**ASSIGNMENT**
Continue the CV Chat OpenAI integration page after its last line.

**TEXT BLOCK**
______________________________

CV Chat - OpenAI integration

February 25, 2025

Introduction

If you’ve already read the main journey page detailing the evolution of the CV Chat component, this page dives into the technical details behind the system. Here, I explain the shared infrastructure and core workflow—from data preparation to delivering AI-powered responses—and how an adapter pattern enables seamless switching between different AI providers (such as OpenAI and Flowise). For specifics on the AWS Bedrock implementation, please visit the dedicated AWS Bedrock Implementation page .

CV Chat OpenAI architecture

Core System Components

Vercel: Hosts the Next.js frontend and backend, providing serverless functions and smooth deployments.
Next.js Frontend & Backend: Manages the user interface and handles requests via serverless functions.
Google OAuth2: Authenticates users for basic identification. This is used to restrict access to specific users and limit the number of sessions and interactions with the AI components, ensuring that platform costs remain under control.
Vector Store: Stores CV data as embeddings, allowing the system to retrieve only the most relevant chunks for each query.

______________________________

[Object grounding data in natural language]
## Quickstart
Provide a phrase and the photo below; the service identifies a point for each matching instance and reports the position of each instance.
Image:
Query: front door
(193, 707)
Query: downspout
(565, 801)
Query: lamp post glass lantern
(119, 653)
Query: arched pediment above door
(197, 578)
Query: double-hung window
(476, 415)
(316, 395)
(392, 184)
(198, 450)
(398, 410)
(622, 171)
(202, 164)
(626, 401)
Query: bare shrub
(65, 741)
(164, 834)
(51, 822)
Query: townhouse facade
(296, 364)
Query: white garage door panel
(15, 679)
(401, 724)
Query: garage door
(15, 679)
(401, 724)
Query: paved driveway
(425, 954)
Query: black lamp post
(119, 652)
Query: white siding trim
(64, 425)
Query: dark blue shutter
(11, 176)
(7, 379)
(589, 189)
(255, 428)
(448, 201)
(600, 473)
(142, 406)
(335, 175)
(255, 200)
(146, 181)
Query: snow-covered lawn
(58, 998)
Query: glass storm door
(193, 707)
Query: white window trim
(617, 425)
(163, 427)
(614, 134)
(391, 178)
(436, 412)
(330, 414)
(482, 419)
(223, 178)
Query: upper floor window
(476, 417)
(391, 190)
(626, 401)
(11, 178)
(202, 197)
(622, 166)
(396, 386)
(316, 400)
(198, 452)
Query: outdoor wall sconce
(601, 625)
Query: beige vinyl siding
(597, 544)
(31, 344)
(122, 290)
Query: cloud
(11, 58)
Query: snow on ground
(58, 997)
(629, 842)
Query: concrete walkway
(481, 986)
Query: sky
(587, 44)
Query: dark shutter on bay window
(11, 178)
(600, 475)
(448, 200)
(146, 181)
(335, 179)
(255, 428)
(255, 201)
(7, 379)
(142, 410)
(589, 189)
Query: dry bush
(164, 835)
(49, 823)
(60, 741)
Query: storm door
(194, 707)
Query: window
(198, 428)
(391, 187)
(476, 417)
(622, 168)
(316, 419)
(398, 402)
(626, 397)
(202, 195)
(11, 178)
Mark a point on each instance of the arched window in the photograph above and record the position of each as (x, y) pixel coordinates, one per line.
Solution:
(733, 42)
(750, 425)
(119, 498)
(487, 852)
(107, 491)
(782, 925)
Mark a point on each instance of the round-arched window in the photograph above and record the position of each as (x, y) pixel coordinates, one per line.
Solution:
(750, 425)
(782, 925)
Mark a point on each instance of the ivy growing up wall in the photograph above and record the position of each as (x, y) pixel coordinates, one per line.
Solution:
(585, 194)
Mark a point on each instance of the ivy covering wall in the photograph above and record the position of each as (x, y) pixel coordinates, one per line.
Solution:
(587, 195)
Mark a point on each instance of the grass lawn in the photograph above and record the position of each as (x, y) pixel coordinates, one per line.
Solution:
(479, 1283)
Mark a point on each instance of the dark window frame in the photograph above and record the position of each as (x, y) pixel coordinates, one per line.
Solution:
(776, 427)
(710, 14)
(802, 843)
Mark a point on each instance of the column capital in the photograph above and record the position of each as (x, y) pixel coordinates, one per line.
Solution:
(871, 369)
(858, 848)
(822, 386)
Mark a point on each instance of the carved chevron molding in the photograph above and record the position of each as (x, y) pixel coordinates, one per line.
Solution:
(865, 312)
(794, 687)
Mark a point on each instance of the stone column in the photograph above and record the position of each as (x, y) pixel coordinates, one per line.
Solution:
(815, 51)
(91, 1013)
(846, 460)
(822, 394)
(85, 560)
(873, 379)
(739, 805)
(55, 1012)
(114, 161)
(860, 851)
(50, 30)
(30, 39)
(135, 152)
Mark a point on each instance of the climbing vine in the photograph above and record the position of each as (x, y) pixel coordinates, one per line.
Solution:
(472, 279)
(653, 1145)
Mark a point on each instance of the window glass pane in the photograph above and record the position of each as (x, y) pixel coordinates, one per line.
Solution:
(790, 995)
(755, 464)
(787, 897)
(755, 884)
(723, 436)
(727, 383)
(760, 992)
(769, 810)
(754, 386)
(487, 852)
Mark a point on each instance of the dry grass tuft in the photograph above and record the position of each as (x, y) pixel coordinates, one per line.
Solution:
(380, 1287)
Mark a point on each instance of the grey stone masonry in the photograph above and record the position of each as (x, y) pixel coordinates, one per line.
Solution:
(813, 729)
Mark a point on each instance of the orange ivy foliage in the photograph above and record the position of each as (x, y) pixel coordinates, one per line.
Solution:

______________________________

**RESPONSE TO THE EXERCISE**
AI Providers: Our implementation can work with multiple AI platforms (OpenAI, Flowise, etc.) thanks to our adapter pattern.
Administrator: Responsible for uploading and updating CV documents.
Users: End users interacting with the chat interface.

Detailed Workflow

Data Preparation

CV Upload: Administrators use the OpenAI dashboard to upload CV-related documents.
Chunking & Embedding: Uploaded CVs are broken into manageable sections (such as work history, projects, etc.) and converted into vector embeddings.
Metadata Tagging: Each chunk is enriched with metadata (titles, dates, tags) for more precise retrieval later.

User Query Handling

UI-Based Validation: When a user submits a question via the Next.js frontend, basic validations are performed directly in the UI to ensure the query meets the required format.
API Access, Authorization & Limiting: The validated query is securely forwarded to the backend. This step leverages basic user identification provided by Google OAuth2 for authorization and includes API usage limiting to prevent high API consumption.

AI Invocation via the Adapter

Standardized Request: The backend uses the adapter pattern to package the user’s query into a format compatible with the selected AI provider (OpenAI, Flowise, etc.).
Platform Communication: The adapter handles provider-specific details, ensuring smooth and consistent AI invocation regardless of the underlying platform.

Retrieval Augmented Generation (RAG)

Vector Similarity Search: Once the AI is invoked, the system computes an embedding for the query and searches the vector store to retrieve the most relevant CV chunks.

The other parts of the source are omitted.